**Information shown:**
####################

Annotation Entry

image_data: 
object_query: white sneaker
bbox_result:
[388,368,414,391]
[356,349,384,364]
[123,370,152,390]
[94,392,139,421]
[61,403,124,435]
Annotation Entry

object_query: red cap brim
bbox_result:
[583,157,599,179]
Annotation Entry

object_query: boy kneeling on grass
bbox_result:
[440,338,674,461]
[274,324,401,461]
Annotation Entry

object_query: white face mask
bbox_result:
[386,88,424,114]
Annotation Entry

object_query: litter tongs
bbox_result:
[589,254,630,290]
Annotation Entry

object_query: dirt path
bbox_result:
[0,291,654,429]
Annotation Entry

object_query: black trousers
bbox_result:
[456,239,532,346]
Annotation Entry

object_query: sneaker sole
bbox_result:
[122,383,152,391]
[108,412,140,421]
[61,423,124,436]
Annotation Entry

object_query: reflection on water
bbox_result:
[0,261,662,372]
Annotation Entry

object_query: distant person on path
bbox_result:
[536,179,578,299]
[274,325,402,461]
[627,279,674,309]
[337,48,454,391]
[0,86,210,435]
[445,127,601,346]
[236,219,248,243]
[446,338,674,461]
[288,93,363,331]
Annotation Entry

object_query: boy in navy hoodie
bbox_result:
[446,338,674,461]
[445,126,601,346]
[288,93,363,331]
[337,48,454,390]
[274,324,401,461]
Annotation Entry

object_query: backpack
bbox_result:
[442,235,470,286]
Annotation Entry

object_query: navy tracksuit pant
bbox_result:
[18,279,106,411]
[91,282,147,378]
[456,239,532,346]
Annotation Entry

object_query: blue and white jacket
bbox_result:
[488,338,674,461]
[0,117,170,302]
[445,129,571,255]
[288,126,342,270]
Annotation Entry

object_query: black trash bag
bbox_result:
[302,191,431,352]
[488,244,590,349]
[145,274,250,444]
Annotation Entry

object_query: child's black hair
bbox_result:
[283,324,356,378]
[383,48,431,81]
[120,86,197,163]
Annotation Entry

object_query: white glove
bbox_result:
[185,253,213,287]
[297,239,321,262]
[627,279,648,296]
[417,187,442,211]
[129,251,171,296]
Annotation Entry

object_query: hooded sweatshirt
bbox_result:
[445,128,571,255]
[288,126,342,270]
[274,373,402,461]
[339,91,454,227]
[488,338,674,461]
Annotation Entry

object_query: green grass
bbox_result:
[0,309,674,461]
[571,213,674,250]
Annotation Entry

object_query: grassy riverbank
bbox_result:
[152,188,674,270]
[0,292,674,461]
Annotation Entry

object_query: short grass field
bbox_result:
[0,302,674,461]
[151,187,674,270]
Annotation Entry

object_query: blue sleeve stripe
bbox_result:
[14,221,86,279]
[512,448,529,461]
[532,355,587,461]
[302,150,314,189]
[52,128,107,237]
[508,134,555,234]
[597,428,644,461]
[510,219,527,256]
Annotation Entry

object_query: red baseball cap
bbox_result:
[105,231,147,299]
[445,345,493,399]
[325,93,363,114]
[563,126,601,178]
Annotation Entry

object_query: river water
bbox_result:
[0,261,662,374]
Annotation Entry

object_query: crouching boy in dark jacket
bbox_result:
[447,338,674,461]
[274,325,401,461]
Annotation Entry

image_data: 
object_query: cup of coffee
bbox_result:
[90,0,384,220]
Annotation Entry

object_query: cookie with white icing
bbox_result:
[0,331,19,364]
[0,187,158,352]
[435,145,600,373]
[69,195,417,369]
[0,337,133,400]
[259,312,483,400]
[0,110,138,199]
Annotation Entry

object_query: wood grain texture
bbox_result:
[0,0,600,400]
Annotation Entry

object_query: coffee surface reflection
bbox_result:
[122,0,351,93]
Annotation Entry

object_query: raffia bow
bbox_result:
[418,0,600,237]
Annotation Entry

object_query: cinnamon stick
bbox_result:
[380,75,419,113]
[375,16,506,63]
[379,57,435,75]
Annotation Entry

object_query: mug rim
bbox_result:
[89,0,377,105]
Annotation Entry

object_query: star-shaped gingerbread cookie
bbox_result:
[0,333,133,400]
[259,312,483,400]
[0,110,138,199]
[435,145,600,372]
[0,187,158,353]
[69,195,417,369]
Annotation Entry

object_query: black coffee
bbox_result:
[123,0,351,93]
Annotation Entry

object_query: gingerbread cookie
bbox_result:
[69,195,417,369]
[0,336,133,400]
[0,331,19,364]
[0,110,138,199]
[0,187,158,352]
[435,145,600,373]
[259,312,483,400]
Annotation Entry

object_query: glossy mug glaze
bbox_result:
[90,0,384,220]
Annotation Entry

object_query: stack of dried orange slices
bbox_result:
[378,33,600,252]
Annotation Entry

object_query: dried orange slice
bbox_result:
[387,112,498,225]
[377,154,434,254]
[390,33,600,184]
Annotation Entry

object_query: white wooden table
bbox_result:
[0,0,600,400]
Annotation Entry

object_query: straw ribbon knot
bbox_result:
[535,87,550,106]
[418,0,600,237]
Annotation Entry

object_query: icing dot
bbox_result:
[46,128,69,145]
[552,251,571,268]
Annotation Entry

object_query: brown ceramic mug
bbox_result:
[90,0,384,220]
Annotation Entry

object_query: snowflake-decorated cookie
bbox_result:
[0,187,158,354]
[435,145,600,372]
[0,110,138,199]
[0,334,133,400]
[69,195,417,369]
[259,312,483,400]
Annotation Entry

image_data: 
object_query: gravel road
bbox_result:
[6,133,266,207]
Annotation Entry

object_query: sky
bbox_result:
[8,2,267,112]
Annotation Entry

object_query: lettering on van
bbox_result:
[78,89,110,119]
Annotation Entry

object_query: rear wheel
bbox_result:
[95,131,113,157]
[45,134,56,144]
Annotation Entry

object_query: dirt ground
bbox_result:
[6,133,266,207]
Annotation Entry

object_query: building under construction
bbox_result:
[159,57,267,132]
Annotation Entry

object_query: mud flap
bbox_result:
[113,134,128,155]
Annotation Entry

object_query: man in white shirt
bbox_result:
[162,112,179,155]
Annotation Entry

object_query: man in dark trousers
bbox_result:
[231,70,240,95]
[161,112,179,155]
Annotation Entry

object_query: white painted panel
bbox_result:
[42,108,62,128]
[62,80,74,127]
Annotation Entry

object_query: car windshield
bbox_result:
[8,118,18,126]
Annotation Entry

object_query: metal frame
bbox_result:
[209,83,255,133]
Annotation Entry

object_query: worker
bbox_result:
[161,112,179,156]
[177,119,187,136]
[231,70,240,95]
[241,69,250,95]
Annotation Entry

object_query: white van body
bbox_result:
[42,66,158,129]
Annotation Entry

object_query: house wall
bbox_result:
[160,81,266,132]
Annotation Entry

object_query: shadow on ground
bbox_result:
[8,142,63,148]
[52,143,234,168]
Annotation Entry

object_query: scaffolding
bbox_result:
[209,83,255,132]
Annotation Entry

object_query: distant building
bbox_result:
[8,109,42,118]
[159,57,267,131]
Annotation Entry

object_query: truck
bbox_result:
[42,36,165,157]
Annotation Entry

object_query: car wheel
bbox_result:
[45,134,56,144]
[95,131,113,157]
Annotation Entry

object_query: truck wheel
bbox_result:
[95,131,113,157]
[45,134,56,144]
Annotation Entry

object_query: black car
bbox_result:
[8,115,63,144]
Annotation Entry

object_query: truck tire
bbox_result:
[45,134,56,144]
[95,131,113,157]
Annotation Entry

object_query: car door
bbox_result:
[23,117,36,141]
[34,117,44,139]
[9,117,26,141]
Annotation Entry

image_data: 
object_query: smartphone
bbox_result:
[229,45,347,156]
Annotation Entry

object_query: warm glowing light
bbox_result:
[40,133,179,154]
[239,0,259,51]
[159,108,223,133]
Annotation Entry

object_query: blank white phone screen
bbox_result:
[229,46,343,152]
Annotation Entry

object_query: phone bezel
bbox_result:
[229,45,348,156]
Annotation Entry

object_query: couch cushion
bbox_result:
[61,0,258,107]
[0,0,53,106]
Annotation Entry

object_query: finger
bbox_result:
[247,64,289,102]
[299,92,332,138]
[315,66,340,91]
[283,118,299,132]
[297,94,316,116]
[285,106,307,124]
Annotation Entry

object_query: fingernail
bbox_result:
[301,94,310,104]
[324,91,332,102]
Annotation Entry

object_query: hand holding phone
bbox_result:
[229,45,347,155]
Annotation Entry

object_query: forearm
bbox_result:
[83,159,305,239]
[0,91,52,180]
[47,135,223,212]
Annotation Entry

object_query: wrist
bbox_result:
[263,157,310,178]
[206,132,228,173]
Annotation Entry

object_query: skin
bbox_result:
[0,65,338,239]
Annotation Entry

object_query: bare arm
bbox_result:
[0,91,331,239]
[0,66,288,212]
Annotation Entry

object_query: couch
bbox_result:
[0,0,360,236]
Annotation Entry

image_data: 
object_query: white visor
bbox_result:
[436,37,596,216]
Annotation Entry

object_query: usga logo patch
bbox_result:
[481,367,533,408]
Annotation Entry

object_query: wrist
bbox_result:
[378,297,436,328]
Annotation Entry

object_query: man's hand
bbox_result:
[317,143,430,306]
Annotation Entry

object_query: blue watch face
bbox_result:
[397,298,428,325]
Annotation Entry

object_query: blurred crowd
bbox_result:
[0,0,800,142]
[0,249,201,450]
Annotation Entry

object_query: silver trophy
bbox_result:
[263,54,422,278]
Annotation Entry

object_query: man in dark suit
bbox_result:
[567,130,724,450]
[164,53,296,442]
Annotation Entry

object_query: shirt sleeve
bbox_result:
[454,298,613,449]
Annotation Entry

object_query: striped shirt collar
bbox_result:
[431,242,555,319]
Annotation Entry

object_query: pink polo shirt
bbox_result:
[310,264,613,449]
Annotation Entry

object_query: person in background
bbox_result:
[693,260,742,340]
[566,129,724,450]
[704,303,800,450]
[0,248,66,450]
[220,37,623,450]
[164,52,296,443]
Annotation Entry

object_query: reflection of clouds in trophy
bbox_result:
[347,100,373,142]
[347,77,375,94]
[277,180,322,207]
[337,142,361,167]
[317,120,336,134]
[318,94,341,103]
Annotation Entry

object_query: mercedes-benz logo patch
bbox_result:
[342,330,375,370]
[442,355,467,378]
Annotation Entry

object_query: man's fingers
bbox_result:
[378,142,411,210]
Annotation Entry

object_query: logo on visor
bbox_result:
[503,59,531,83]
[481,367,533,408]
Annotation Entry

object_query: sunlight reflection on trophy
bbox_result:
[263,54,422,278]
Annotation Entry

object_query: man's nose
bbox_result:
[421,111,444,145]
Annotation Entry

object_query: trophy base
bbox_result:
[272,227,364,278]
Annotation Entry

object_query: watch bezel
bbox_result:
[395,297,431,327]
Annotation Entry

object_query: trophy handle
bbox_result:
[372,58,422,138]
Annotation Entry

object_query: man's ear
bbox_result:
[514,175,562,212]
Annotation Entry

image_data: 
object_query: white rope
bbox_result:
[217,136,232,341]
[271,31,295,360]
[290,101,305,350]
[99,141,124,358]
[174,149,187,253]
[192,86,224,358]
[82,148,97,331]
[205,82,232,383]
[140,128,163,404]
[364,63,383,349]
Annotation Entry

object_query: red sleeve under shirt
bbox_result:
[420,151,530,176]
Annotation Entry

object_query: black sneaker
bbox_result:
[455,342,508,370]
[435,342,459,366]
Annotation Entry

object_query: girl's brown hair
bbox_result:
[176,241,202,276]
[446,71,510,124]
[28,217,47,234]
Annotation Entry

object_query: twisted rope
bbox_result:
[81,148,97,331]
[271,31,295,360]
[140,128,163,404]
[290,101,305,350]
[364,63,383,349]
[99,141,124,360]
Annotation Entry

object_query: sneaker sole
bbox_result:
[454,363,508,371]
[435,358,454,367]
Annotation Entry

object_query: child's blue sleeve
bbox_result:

####################

**Directions:**
Render the stretch of the material from its first line through the line containing "[145,274,250,444]" as a JSON list of strings, one string per line, with blank lines omitted.

**Solution for this exercise:**
[
  "Annotation Entry",
  "image_data: ",
  "object_query: white sneaker",
  "bbox_result:",
  "[388,368,414,391]",
  "[356,349,384,364]",
  "[123,370,152,390]",
  "[94,392,139,421]",
  "[61,403,124,435]",
  "Annotation Entry",
  "object_query: red cap brim",
  "bbox_result:",
  "[583,157,599,179]",
  "Annotation Entry",
  "object_query: boy kneeling on grass",
  "bbox_result:",
  "[440,338,674,461]",
  "[274,324,401,461]",
  "Annotation Entry",
  "object_query: white face mask",
  "bbox_result:",
  "[386,88,424,114]",
  "Annotation Entry",
  "object_query: litter tongs",
  "bbox_result:",
  "[589,254,630,290]",
  "Annotation Entry",
  "object_query: dirt path",
  "bbox_result:",
  "[0,291,654,429]",
  "Annotation Entry",
  "object_query: black trousers",
  "bbox_result:",
  "[456,239,532,346]",
  "Annotation Entry",
  "object_query: sneaker sole",
  "bbox_result:",
  "[122,383,152,391]",
  "[108,412,140,421]",
  "[61,423,124,436]",
  "Annotation Entry",
  "object_query: reflection on water",
  "bbox_result:",
  "[0,261,662,372]",
  "Annotation Entry",
  "object_query: distant person on path",
  "bbox_result:",
  "[536,179,578,299]",
  "[274,325,402,461]",
  "[627,279,674,309]",
  "[337,48,454,391]",
  "[0,86,210,435]",
  "[445,127,601,346]",
  "[236,219,248,243]",
  "[446,338,674,461]",
  "[288,93,363,331]",
  "Annotation Entry",
  "object_query: boy in navy hoodie",
  "bbox_result:",
  "[446,338,674,461]",
  "[445,126,601,346]",
  "[288,93,363,331]",
  "[337,48,454,390]",
  "[274,324,401,461]",
  "Annotation Entry",
  "object_query: backpack",
  "bbox_result:",
  "[442,235,470,286]",
  "Annotation Entry",
  "object_query: navy tracksuit pant",
  "bbox_result:",
  "[18,279,106,411]",
  "[91,282,147,378]",
  "[456,239,532,346]",
  "Annotation Entry",
  "object_query: blue and white jacket",
  "bbox_result:",
  "[488,338,674,461]",
  "[0,117,170,302]",
  "[445,129,571,255]",
  "[288,126,342,270]",
  "Annotation Entry",
  "object_query: black trash bag",
  "bbox_result:",
  "[302,191,431,352]",
  "[488,244,590,349]",
  "[145,274,250,444]"
]